Work request: The answer must be every line below that holds the word "bottle".

<<<<

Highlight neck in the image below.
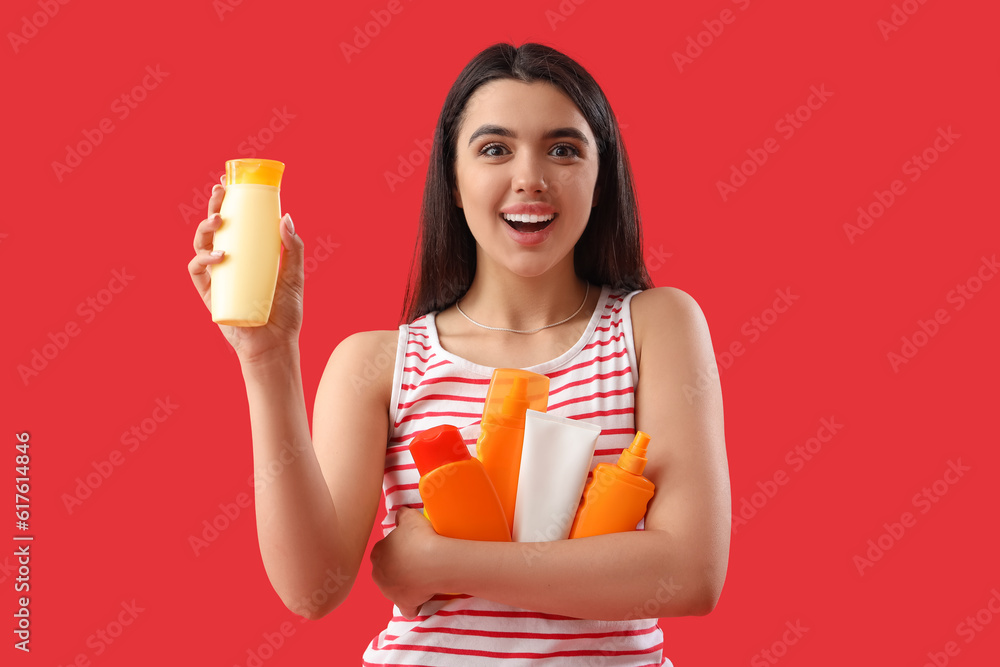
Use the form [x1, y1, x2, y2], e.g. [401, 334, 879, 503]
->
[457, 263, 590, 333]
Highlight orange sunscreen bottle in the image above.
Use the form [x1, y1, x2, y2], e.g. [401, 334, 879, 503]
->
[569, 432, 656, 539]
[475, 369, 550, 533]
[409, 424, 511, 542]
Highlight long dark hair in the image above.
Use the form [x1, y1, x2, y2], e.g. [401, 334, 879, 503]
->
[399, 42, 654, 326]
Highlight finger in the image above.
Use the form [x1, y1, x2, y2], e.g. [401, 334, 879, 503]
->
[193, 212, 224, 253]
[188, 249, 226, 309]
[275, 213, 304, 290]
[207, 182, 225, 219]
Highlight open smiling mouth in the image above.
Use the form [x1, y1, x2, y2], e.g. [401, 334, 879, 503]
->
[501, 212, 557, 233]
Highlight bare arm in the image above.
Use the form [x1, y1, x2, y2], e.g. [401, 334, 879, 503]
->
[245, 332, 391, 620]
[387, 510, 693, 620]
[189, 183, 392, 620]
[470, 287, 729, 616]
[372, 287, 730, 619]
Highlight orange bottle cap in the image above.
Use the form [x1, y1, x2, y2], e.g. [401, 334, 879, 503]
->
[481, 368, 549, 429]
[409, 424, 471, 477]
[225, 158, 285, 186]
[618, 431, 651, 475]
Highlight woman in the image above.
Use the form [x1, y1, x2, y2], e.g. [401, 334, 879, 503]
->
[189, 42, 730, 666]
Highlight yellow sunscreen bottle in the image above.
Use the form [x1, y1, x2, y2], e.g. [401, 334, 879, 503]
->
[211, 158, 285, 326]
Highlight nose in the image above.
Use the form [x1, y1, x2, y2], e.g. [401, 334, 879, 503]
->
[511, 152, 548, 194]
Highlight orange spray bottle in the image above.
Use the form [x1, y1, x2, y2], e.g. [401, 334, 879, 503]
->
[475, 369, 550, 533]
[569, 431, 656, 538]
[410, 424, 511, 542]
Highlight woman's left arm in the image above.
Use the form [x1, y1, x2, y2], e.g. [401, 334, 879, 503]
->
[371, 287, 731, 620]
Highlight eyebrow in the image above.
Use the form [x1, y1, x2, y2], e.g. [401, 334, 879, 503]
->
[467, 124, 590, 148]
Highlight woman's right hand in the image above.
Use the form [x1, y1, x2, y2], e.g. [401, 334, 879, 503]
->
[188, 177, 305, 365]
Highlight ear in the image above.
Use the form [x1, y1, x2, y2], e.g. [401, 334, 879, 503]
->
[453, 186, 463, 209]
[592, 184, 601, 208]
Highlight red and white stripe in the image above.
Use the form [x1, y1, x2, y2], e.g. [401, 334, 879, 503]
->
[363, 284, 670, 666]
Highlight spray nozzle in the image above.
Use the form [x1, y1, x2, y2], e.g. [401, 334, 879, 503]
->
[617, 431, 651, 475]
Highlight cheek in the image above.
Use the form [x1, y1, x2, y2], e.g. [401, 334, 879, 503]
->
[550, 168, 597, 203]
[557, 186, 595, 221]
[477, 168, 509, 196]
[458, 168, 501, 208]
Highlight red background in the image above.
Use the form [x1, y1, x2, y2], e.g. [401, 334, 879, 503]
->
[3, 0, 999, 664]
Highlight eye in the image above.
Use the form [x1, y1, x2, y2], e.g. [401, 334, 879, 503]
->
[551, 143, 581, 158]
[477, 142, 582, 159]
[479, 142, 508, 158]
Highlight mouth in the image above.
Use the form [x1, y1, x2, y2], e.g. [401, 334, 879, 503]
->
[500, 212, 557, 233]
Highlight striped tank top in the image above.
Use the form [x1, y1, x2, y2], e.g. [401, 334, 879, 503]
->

>>>>

Answer to the problem:
Highlight orange sunscreen bottle in the image above.
Highlight orange bottle cap in the image above.
Highlight yellow sunscreen bottle in the image above.
Highlight orange spray bottle in the image above.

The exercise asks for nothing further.